■ **PROBLEM**:
The answer must be every line below that holds the word "target".

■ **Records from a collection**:
--*--

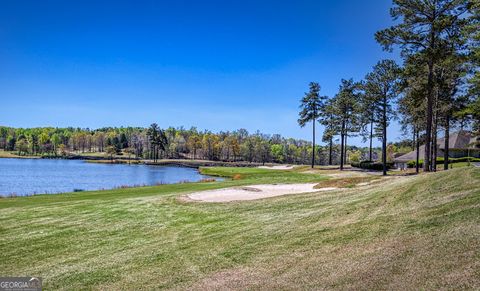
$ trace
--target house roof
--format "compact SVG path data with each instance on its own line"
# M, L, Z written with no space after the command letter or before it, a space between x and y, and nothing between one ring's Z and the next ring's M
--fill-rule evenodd
M421 160L425 157L425 145L420 146L419 153L420 153L419 159ZM399 156L398 158L395 159L395 162L405 163L405 162L413 161L416 159L417 159L417 151L415 150L407 154L404 154L402 156Z
M476 138L468 131L457 131L449 136L448 147L450 149L463 150L467 148L475 148L474 143ZM437 139L439 149L445 149L445 137Z

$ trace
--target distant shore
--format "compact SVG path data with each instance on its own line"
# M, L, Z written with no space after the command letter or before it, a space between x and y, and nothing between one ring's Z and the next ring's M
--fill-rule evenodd
M5 152L0 150L0 158L6 159L62 159L62 160L84 160L89 163L99 164L142 164L152 166L180 166L189 168L199 167L259 167L259 166L274 166L274 164L266 163L250 163L250 162L227 162L227 161L210 161L210 160L189 160L189 159L160 159L156 162L147 159L128 158L125 156L115 156L110 159L99 155L16 155L12 152Z
M102 164L143 164L151 166L180 166L180 167L189 167L189 168L200 168L200 167L259 167L262 166L260 163L249 163L249 162L224 162L224 161L209 161L209 160L187 160L187 159L162 159L156 162L152 160L126 160L126 159L114 159L113 161L109 159L90 159L87 160L89 163L102 163ZM266 164L271 165L271 164Z

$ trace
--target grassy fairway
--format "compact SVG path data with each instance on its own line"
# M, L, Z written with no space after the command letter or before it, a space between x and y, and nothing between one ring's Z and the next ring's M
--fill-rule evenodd
M41 276L47 289L480 288L480 169L249 202L179 200L324 180L205 172L238 180L0 199L0 274Z

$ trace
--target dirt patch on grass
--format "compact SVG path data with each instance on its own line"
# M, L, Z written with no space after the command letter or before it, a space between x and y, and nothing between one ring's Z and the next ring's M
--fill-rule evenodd
M279 166L260 166L260 169L268 169L268 170L292 170L294 166L290 165L279 165Z
M340 171L338 169L303 169L299 170L298 172L304 174L316 174L316 175L325 175L332 178L353 178L353 177L371 177L374 176L374 172L365 172L365 171L357 171L351 169L345 169Z
M330 179L318 183L315 189L322 189L326 187L335 188L353 188L355 186L365 186L374 181L379 181L378 177L349 177L341 179Z
M335 187L317 188L316 186L316 183L252 185L246 187L233 187L196 192L187 195L187 198L190 200L203 202L231 202L336 189Z

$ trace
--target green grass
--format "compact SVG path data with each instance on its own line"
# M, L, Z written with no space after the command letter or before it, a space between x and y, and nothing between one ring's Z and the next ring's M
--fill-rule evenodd
M473 165L473 162L459 162L459 163L453 163L453 164L450 164L448 165L448 168L449 169L455 169L455 168L463 168L463 167L468 167L468 166L472 166ZM443 170L443 164L440 164L438 165L437 164L437 169L438 170Z
M315 174L0 199L0 274L46 289L480 288L480 169L235 203L178 199Z

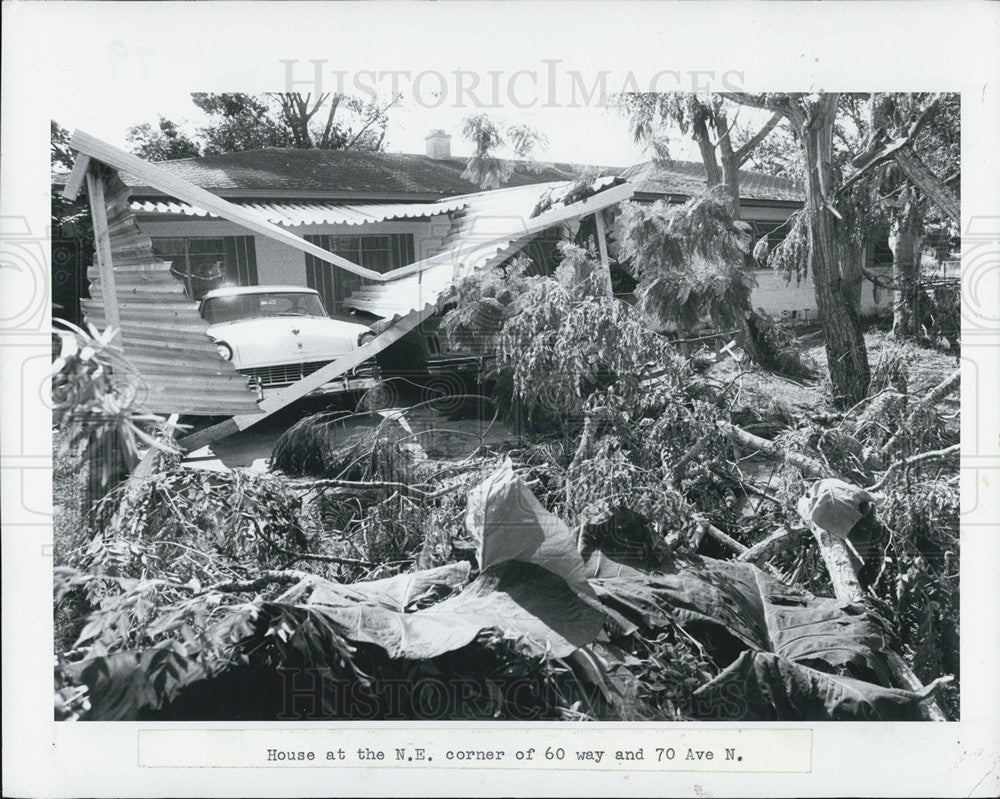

--*--

■ **EXPECTED ANSWER**:
--target house roof
--target distant shore
--target grassy fairway
--target dirt patch on grass
--target green grass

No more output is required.